(Text provided Opens)

One of my first patients this week was a beautiful dog who had a significantly sized mass removed from his soft palate (roof of his mouth). Once the surgeon took the mass out there was a very large fistula which needed to be repaired with a skin graft. I was reading some of the articles the surgeon had with him to assist the procedure. It was very complicated, and the anatomy went over my head…that’s the thing about the field of veterinary medicine & surgery… there is always so much more to learn and do and practice! He stayed in hospital for a few days and had to be stomach tubed his meals (who wants to eat when you have a skin graft in your mouth anyways?!). When we went out for walks I had to stop him from trying to pick up sticks with his mouth! Unfortunately, after a couple days one side of his skin graft had failed and he needed a repeat surgery to close the fistula in the roof of his mouth again. After freshening the edges and making another mini-graft the fistula was closed. As far as I know, this patient recovered really well after his revision surgery!

I watched a couple of other mass removal surgeries this week, they were not quite as cool as the soft palate resection + graft. One poor dog had a mass in her rectum that was very uncomfortable. Another dog was very prone to developing lumps all over her body and needed those removed!

One girl in my group watched four splenectomies or something crazy like that this week. I managed to watch one!  The university has this very cool surgical tool which makes splenectomies a lot easier; it basically cauterizes all the vessels and stops all the bleeding so the surgery is much faster and cleaner.

 

One day there was a cria (baby alpaca) that had come in for surgery. He was too big to stay in the small animal hospital so he stayed with his mum in the horse barn and then came to our small animal surgery team to have his bony sequestrum removed from his leg.  A sequestrum is basically a dead piece of bone sitting within the limb; they can be associated with infections and sometimes draining tracts will form. The CT scan of his leg was particularly impressive!

If any spays or neuters were scheduled my group members and I were meant to do them. I watched one of my friends do a spay and a couple of my other friends did castrations. I was very unlucky all week and my cases kept cancelling or no-showing on me! I didn’t get to do any surgeries this week.

(Text provided Closes)

What this exercise asks:
1. In the surgery-week account, what was removed from the cria's leg?
2. Say whether each statement agrees with the surgery-week account, and quote the words that decide it.
(a) The dog that had the soft palate graft was fed by stomach tube while in hospital.
(b) The cria stayed in the small animal hospital.
(c) The writer performed at least one surgery that week.
3. Continue the surgery-week account from its last sentence.
The items that follow have nothing to do with the surgery-week account.

(Data excerpts Opens)

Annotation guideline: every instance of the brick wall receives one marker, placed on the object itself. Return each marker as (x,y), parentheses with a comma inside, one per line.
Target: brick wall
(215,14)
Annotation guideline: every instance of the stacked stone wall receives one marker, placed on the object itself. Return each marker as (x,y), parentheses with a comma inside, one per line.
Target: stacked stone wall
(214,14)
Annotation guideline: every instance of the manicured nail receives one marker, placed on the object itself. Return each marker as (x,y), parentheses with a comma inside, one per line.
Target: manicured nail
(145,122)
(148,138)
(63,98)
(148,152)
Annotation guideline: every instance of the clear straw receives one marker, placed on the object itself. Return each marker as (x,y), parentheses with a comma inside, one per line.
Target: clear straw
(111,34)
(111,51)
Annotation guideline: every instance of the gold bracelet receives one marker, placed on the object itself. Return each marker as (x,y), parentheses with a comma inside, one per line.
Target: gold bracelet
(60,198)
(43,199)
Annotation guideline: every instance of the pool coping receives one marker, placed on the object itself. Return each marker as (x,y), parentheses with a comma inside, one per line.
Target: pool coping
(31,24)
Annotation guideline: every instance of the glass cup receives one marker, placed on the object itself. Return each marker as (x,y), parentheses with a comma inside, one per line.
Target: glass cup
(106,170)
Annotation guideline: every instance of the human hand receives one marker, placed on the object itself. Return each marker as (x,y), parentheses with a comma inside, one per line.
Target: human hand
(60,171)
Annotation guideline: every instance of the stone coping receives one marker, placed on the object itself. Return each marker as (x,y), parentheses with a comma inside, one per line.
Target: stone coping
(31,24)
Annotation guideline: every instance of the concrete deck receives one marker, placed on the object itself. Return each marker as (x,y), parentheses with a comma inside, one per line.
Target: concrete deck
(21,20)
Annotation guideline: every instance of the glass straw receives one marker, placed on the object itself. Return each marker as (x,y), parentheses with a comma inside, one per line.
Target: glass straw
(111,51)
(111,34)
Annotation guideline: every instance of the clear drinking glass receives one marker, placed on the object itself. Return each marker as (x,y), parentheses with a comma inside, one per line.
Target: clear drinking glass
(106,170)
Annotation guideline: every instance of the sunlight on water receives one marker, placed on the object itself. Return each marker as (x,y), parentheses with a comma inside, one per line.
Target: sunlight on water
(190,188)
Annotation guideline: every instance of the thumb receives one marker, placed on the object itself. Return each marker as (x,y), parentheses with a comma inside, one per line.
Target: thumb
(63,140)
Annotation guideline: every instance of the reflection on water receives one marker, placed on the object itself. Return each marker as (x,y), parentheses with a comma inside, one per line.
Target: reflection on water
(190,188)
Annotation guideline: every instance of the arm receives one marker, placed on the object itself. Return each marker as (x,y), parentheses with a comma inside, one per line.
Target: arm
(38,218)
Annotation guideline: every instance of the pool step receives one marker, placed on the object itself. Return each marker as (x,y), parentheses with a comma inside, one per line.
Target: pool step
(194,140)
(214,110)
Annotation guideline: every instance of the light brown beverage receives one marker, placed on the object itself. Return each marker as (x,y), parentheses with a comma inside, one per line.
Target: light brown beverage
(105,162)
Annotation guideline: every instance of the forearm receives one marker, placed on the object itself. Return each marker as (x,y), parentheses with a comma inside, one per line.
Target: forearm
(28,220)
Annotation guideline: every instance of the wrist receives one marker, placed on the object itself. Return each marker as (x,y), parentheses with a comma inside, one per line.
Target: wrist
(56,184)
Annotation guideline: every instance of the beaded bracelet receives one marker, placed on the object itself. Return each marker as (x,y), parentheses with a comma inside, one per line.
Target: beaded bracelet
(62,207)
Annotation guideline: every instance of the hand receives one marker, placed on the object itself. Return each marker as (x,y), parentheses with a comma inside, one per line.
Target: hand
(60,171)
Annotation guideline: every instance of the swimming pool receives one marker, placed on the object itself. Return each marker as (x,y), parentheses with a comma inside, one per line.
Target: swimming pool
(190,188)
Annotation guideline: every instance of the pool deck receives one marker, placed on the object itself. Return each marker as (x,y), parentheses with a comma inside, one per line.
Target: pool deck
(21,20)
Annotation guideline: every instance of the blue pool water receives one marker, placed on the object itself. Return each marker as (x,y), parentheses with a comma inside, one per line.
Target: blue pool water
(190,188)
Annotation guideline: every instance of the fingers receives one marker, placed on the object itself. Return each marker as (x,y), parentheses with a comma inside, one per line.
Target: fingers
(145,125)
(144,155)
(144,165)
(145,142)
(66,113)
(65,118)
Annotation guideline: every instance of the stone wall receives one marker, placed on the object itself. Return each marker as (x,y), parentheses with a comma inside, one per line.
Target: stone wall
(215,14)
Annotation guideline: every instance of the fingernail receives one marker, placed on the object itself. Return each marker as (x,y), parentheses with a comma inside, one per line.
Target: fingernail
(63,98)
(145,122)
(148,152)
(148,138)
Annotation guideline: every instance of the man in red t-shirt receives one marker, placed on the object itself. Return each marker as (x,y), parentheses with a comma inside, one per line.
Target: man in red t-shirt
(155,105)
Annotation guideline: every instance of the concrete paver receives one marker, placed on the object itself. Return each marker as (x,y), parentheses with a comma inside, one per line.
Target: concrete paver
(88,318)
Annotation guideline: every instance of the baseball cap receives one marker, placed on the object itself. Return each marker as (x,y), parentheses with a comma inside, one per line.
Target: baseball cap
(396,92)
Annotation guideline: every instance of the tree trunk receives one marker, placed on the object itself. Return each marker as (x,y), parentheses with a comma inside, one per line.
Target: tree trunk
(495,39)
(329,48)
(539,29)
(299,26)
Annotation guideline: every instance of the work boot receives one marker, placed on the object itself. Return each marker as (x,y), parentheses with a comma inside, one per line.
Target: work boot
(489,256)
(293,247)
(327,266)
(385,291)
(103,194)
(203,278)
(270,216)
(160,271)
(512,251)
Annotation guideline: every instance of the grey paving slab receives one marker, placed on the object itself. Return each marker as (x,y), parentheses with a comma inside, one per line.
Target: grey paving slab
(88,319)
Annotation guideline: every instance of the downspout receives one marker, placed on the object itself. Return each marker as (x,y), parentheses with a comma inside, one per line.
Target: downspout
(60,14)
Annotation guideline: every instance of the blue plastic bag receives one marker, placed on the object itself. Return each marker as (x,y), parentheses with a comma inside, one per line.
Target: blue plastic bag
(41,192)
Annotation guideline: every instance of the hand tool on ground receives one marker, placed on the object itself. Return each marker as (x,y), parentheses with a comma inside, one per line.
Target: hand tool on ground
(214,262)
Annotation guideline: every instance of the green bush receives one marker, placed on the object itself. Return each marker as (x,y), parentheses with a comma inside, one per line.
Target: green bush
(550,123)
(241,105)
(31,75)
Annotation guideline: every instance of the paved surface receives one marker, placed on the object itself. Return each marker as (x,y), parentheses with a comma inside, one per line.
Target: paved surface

(Data excerpts Closes)

Answers by item:
1. A bony sequestrum.

2.
(a) Yes: "had to be stomach tubed his meals"
(b) No: "He was too big to stay in the small animal hospital so he stayed with his mum in the horse barn"
(c) No: "I didn’t get to do any surgeries this week."

3.
Towards the end of the rotation I had a very complicated surgical case! The patient was in the ICU.  I completed my rotation in the ICU earlier this year. The ICU team determined that the patient had a septic abdomen. Which meant that he had a bacterial infection in his abdomen—this is really not ideal! We learned that this dog had previously been diagnosed with severe hydrocephalus and had previous brain surgery to put in a ventriculoperitoneal shunt (VP shunt). Very simply —this is a tube that goes from the brain (and tracks under the skin) to the abdomen where it drains the cerebrospinal fluid that builds up in the brain. The excess fluid cannot be in the brain and if it is drained to the abdomen it can be reabsorbed into the body there.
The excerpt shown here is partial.